* _Stated task_:
Reproduce the lines starting at the beginning of the lines and ending at the one containing "top-left (80, 30), bottom-right (398, 333)", replacing "instances" with "occurrences" and leaving everything else unchanged. Give only those lines, and omit the pictures.
■ ■ ■ ■
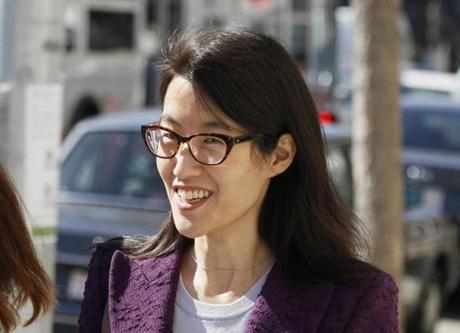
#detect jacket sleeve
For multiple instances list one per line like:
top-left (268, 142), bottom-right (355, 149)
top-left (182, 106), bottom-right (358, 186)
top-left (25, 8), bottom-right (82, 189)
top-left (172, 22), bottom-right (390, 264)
top-left (345, 273), bottom-right (399, 333)
top-left (78, 247), bottom-right (114, 333)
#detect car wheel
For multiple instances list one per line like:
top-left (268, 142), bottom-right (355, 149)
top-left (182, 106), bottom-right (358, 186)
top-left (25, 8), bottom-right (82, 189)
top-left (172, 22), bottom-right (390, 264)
top-left (413, 273), bottom-right (443, 333)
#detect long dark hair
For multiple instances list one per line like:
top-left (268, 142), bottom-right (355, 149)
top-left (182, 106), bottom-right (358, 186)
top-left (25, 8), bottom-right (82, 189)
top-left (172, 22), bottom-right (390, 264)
top-left (119, 29), bottom-right (374, 283)
top-left (0, 165), bottom-right (54, 332)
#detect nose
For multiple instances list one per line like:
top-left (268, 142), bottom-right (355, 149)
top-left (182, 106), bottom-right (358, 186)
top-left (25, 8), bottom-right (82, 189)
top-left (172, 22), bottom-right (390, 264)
top-left (173, 142), bottom-right (201, 179)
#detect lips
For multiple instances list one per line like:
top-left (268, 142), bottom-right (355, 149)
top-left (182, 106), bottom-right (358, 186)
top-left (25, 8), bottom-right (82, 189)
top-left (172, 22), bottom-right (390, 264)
top-left (173, 186), bottom-right (213, 210)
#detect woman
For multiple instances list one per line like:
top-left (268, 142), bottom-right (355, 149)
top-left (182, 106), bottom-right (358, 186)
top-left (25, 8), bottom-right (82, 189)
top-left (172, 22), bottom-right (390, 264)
top-left (0, 165), bottom-right (54, 332)
top-left (80, 30), bottom-right (398, 333)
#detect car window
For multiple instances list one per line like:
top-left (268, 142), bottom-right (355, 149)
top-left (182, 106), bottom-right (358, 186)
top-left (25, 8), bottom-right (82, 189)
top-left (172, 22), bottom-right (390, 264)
top-left (60, 132), bottom-right (166, 199)
top-left (403, 110), bottom-right (460, 153)
top-left (89, 10), bottom-right (134, 52)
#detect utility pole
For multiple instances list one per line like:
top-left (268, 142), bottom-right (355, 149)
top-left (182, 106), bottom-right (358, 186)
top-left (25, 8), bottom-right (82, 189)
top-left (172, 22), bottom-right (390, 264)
top-left (352, 0), bottom-right (404, 320)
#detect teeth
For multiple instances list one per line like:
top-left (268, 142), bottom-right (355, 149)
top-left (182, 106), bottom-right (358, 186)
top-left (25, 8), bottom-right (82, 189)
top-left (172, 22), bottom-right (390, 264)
top-left (177, 190), bottom-right (209, 201)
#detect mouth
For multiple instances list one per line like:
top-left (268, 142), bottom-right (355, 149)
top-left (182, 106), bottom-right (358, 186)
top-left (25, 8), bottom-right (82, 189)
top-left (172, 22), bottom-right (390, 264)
top-left (175, 188), bottom-right (213, 210)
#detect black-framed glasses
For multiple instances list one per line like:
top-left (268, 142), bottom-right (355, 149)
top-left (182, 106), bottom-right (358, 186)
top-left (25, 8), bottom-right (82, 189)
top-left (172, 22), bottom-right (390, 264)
top-left (141, 123), bottom-right (262, 165)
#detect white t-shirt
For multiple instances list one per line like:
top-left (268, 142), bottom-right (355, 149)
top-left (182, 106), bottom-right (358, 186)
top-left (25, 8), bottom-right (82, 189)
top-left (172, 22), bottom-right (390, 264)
top-left (173, 269), bottom-right (270, 333)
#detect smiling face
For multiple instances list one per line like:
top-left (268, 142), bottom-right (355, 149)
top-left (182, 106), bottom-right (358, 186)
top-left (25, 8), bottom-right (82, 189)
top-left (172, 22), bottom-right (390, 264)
top-left (157, 76), bottom-right (273, 238)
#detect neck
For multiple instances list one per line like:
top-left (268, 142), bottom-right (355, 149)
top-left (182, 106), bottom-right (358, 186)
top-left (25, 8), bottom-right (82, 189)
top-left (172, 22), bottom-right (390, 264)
top-left (181, 238), bottom-right (274, 303)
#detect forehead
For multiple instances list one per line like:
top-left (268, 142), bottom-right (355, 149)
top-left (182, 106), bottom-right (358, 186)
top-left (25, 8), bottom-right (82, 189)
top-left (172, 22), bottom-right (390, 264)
top-left (161, 76), bottom-right (242, 131)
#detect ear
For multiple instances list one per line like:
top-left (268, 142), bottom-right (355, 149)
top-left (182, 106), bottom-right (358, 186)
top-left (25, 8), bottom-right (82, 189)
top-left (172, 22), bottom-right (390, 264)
top-left (271, 133), bottom-right (297, 177)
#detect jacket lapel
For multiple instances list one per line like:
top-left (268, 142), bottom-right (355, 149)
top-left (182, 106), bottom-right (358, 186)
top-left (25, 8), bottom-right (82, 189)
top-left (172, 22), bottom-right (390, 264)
top-left (246, 264), bottom-right (334, 333)
top-left (109, 251), bottom-right (181, 333)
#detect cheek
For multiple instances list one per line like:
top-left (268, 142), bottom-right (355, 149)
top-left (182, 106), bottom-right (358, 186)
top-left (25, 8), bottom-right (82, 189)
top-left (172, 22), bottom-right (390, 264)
top-left (156, 158), bottom-right (173, 183)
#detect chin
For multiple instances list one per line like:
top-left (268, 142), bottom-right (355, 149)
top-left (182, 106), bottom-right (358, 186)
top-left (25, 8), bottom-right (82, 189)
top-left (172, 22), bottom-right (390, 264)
top-left (174, 217), bottom-right (203, 238)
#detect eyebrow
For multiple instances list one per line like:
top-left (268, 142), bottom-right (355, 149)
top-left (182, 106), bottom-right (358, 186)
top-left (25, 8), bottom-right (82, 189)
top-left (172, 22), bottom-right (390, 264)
top-left (160, 115), bottom-right (232, 131)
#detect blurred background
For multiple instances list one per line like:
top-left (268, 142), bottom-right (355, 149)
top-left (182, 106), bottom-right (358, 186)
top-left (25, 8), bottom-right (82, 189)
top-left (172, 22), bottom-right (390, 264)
top-left (0, 0), bottom-right (460, 333)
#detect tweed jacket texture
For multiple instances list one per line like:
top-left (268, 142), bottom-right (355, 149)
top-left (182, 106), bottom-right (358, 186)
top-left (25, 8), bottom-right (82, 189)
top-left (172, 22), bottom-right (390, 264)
top-left (79, 249), bottom-right (398, 333)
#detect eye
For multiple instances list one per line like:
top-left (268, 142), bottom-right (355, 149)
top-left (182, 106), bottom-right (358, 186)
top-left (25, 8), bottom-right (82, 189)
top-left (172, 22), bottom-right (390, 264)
top-left (161, 131), bottom-right (177, 141)
top-left (203, 136), bottom-right (225, 145)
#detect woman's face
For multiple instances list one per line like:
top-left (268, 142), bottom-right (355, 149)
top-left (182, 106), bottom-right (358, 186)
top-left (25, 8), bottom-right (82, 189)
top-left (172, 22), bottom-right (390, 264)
top-left (157, 76), bottom-right (273, 238)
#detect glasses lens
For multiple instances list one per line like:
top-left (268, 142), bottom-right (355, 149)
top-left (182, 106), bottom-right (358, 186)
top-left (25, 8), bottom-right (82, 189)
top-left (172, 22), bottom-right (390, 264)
top-left (189, 135), bottom-right (227, 164)
top-left (145, 128), bottom-right (179, 158)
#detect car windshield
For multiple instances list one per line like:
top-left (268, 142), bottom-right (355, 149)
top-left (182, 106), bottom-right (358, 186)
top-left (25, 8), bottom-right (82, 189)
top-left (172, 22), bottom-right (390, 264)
top-left (404, 110), bottom-right (460, 153)
top-left (60, 132), bottom-right (166, 199)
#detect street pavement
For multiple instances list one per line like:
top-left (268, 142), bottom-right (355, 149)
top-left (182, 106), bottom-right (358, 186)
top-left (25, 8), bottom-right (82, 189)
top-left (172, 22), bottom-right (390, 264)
top-left (434, 291), bottom-right (460, 333)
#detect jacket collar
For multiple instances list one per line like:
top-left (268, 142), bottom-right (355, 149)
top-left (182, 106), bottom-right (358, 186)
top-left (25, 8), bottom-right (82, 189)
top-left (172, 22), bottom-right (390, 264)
top-left (136, 251), bottom-right (334, 333)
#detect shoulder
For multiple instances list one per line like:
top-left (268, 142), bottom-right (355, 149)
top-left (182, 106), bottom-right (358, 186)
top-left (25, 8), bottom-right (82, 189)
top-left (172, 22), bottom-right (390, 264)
top-left (325, 270), bottom-right (398, 332)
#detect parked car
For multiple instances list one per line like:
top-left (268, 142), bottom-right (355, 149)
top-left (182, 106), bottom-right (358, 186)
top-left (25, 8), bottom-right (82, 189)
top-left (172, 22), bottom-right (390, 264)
top-left (401, 97), bottom-right (460, 328)
top-left (325, 123), bottom-right (460, 333)
top-left (55, 111), bottom-right (456, 332)
top-left (54, 110), bottom-right (169, 333)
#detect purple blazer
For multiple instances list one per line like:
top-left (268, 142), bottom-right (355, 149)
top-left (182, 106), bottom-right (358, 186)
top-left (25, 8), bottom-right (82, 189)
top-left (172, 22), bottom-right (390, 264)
top-left (79, 249), bottom-right (398, 333)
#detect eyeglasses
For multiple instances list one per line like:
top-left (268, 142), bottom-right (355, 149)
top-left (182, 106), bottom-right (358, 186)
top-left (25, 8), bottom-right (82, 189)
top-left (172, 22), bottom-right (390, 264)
top-left (141, 123), bottom-right (262, 165)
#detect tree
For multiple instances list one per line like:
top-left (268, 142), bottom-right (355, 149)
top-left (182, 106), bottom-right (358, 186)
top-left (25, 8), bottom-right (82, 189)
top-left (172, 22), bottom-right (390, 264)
top-left (352, 0), bottom-right (403, 290)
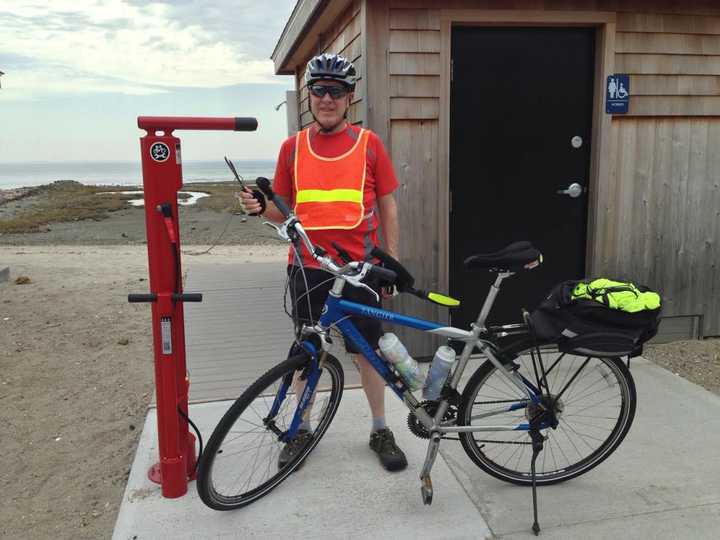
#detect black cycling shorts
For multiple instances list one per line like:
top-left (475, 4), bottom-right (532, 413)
top-left (288, 265), bottom-right (383, 353)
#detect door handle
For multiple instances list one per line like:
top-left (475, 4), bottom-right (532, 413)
top-left (558, 182), bottom-right (585, 199)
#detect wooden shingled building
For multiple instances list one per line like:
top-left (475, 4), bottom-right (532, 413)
top-left (272, 0), bottom-right (720, 356)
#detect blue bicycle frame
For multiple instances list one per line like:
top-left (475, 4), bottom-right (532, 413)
top-left (268, 273), bottom-right (547, 441)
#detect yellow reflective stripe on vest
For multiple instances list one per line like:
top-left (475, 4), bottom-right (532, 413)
top-left (295, 189), bottom-right (363, 204)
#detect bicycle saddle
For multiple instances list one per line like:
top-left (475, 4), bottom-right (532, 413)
top-left (464, 242), bottom-right (542, 272)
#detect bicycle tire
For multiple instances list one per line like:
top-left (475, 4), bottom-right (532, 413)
top-left (457, 350), bottom-right (637, 486)
top-left (197, 353), bottom-right (344, 510)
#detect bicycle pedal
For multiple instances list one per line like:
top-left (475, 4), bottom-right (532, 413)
top-left (420, 476), bottom-right (433, 505)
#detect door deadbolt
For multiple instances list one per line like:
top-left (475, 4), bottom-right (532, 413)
top-left (558, 182), bottom-right (585, 199)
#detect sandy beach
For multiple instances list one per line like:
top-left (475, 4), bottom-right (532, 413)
top-left (0, 187), bottom-right (720, 539)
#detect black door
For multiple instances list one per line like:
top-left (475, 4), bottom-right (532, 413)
top-left (450, 27), bottom-right (595, 328)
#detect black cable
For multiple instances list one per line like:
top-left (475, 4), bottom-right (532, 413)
top-left (178, 405), bottom-right (203, 472)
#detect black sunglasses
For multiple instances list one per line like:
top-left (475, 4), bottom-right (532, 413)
top-left (308, 84), bottom-right (350, 99)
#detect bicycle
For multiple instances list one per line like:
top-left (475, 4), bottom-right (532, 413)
top-left (197, 181), bottom-right (636, 534)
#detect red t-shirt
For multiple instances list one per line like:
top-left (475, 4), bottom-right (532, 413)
top-left (273, 126), bottom-right (398, 268)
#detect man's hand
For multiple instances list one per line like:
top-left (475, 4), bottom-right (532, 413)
top-left (235, 190), bottom-right (266, 216)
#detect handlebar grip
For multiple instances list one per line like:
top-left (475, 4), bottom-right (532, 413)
top-left (255, 176), bottom-right (290, 217)
top-left (128, 293), bottom-right (157, 304)
top-left (235, 117), bottom-right (257, 131)
top-left (368, 265), bottom-right (397, 287)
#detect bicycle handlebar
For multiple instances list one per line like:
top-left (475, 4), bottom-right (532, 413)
top-left (128, 293), bottom-right (202, 304)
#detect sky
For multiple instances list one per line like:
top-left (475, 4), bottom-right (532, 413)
top-left (0, 0), bottom-right (295, 162)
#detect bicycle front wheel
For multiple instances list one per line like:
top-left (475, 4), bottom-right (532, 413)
top-left (197, 354), bottom-right (343, 510)
top-left (458, 350), bottom-right (637, 485)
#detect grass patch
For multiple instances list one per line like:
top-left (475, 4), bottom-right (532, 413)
top-left (0, 180), bottom-right (130, 233)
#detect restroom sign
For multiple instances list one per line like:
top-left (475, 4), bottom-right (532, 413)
top-left (605, 74), bottom-right (630, 114)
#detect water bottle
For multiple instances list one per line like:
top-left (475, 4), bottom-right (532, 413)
top-left (423, 345), bottom-right (455, 401)
top-left (378, 332), bottom-right (423, 390)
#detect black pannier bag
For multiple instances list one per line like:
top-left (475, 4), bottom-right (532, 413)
top-left (530, 279), bottom-right (662, 356)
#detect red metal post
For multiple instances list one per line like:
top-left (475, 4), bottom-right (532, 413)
top-left (138, 116), bottom-right (257, 498)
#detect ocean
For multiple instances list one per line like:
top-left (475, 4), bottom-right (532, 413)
top-left (0, 159), bottom-right (275, 189)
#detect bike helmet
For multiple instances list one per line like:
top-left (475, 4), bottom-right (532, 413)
top-left (305, 53), bottom-right (357, 90)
■ ■ ■ ■
* _Finished exercise_:
#detect jacket sleeve
For multiple occurrences list one per line like:
top-left (268, 142), bottom-right (355, 149)
top-left (182, 106), bottom-right (358, 186)
top-left (25, 8), bottom-right (82, 189)
top-left (172, 22), bottom-right (390, 264)
top-left (345, 273), bottom-right (399, 333)
top-left (78, 247), bottom-right (114, 333)
#detect car wheel
For multiple occurrences list one per line like:
top-left (268, 142), bottom-right (355, 149)
top-left (182, 106), bottom-right (358, 186)
top-left (25, 8), bottom-right (82, 189)
top-left (172, 22), bottom-right (390, 264)
top-left (413, 273), bottom-right (443, 333)
#detect long dark hair
For multiple occurrences list one per line like:
top-left (268, 142), bottom-right (355, 149)
top-left (182, 106), bottom-right (358, 186)
top-left (25, 8), bottom-right (82, 189)
top-left (172, 22), bottom-right (390, 264)
top-left (119, 29), bottom-right (374, 283)
top-left (0, 165), bottom-right (54, 332)
#detect nose
For multiple occurrences list one per line like:
top-left (268, 142), bottom-right (355, 149)
top-left (182, 106), bottom-right (358, 186)
top-left (25, 8), bottom-right (82, 189)
top-left (172, 22), bottom-right (390, 264)
top-left (173, 142), bottom-right (201, 179)
#detect lips
For multiple occurrences list one per line like:
top-left (268, 142), bottom-right (355, 149)
top-left (182, 106), bottom-right (358, 186)
top-left (25, 8), bottom-right (82, 189)
top-left (172, 22), bottom-right (390, 264)
top-left (173, 186), bottom-right (213, 210)
#detect woman
For multiple occurrences list one per line like:
top-left (268, 142), bottom-right (355, 149)
top-left (182, 106), bottom-right (358, 186)
top-left (25, 8), bottom-right (82, 189)
top-left (172, 22), bottom-right (390, 264)
top-left (0, 165), bottom-right (54, 332)
top-left (80, 30), bottom-right (398, 333)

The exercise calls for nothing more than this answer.